### Written instruction
Please rewrite the data below with each "drop a dot" swapped for "place a point" and nothing else altered, omitting the pictures.

====== The records ======

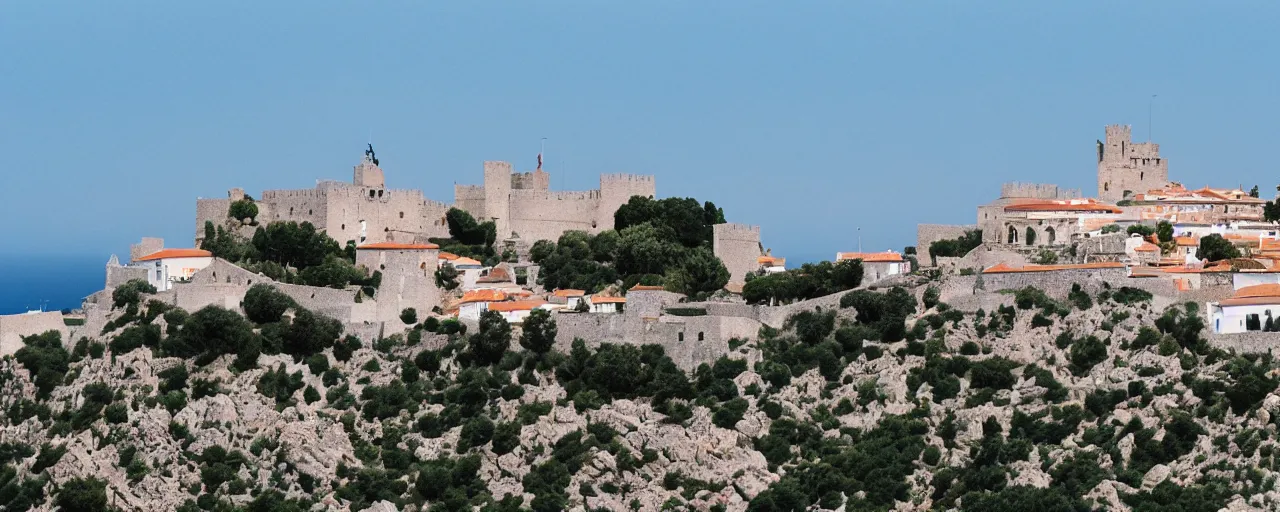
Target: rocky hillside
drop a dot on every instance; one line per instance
(895, 401)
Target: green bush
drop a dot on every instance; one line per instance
(265, 305)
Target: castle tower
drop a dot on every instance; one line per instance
(1127, 168)
(497, 196)
(368, 174)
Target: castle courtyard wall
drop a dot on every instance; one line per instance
(13, 328)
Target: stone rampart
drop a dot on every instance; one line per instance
(1056, 283)
(1248, 342)
(739, 247)
(13, 328)
(928, 233)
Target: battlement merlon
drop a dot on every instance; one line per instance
(622, 177)
(739, 232)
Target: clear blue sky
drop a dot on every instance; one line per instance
(809, 119)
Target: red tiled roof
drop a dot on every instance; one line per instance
(176, 252)
(515, 305)
(483, 296)
(1006, 269)
(394, 246)
(869, 257)
(1064, 206)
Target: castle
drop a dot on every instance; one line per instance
(366, 211)
(1127, 168)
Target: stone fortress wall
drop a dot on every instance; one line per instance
(739, 247)
(1128, 167)
(366, 211)
(13, 328)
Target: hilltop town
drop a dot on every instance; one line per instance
(366, 348)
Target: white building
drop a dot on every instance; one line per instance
(172, 265)
(771, 264)
(1247, 310)
(607, 304)
(516, 311)
(571, 297)
(877, 265)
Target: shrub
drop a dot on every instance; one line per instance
(539, 332)
(44, 356)
(265, 305)
(492, 339)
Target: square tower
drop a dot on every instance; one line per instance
(1127, 168)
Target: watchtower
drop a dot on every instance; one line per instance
(1127, 168)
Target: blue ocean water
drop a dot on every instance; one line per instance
(53, 282)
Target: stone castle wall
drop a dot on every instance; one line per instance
(1057, 283)
(616, 190)
(13, 328)
(739, 247)
(689, 341)
(539, 214)
(1040, 191)
(929, 233)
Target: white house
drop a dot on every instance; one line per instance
(607, 304)
(877, 265)
(771, 264)
(170, 265)
(571, 297)
(1247, 310)
(516, 311)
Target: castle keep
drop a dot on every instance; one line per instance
(522, 205)
(366, 211)
(1127, 168)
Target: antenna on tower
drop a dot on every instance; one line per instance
(1150, 106)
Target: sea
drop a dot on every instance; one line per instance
(49, 282)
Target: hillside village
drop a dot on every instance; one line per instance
(365, 348)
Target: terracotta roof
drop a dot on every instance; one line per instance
(1256, 295)
(515, 305)
(1005, 269)
(176, 252)
(496, 275)
(394, 246)
(771, 261)
(483, 296)
(1082, 206)
(871, 257)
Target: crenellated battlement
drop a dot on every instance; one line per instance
(557, 195)
(1041, 191)
(631, 178)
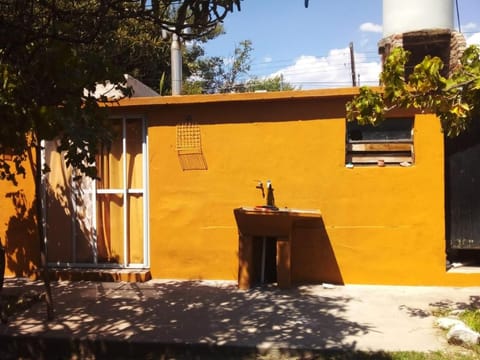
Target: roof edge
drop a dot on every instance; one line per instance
(237, 97)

======

### Result of this task
Target: rocky hillside
place a point on every instance; one line per instance
(895, 401)
Target: green bush
place a point on every instance; one line per instance
(265, 305)
Target: castle tower
place a point on every instance; one line per instance
(1127, 168)
(497, 196)
(368, 174)
Target: castle courtyard wall
place a point on every instance; one line per instance
(13, 328)
Target: stone rampart
place a point on every instance; one line per instance
(1056, 283)
(1248, 342)
(739, 247)
(13, 328)
(928, 233)
Target: battlement merlon
place a point on every instance; one line per instance
(622, 177)
(739, 232)
Target: clear blue sky
place a point on every instance; one line per instance
(809, 119)
Target: red tiled roof
place a point on every instance; one line per instance
(176, 252)
(515, 305)
(483, 296)
(1006, 269)
(394, 246)
(869, 257)
(1064, 206)
Target: castle
place a point on every instance; one line per instance
(366, 211)
(1127, 168)
Target: stone fortress wall
place a point on every instance; one line per instance
(739, 247)
(1128, 167)
(366, 211)
(13, 328)
Target: hilltop town
place a point on every instance; one line per instance
(366, 348)
Target: white building
place a point on every instance; one line per instance
(172, 265)
(771, 264)
(1247, 310)
(607, 304)
(516, 311)
(571, 297)
(877, 265)
Target: shrub
place a point on every instance; one line per instance
(539, 332)
(44, 356)
(265, 305)
(492, 339)
Target: square tower
place a point on every instance; one line per instance
(1127, 168)
Target: watchtower
place a point on every instance; one line per instance
(1127, 168)
Target: blue ocean water
place a point on every instance; one line per instance
(53, 282)
Target: stone castle wall
place a point on every instance; one line per instance
(1057, 283)
(616, 190)
(13, 328)
(739, 247)
(689, 341)
(539, 214)
(1040, 191)
(929, 233)
Target: white house
place a point on every instance; one line per instance
(607, 304)
(877, 265)
(771, 264)
(170, 265)
(571, 297)
(1247, 310)
(516, 311)
Target: castle keep
place a point on every instance; one line per instance
(522, 205)
(366, 211)
(1127, 168)
Target: antenna on tower
place a point on every instance; one line per instance
(1150, 106)
Target: sea
place a point on every instance; one line per instance
(49, 282)
Target: hillside village
place a point on every instance; one line per instance
(365, 348)
Target: terracotta roof
place a point on every instance; one line per instance
(1256, 295)
(515, 305)
(1005, 269)
(176, 252)
(496, 275)
(394, 246)
(771, 261)
(483, 296)
(1082, 206)
(871, 257)
Target: crenellated battlement
place a point on every instance; one line per instance
(557, 195)
(1041, 191)
(631, 178)
Target: roof edge
place a point on every instance; one line per instance
(237, 97)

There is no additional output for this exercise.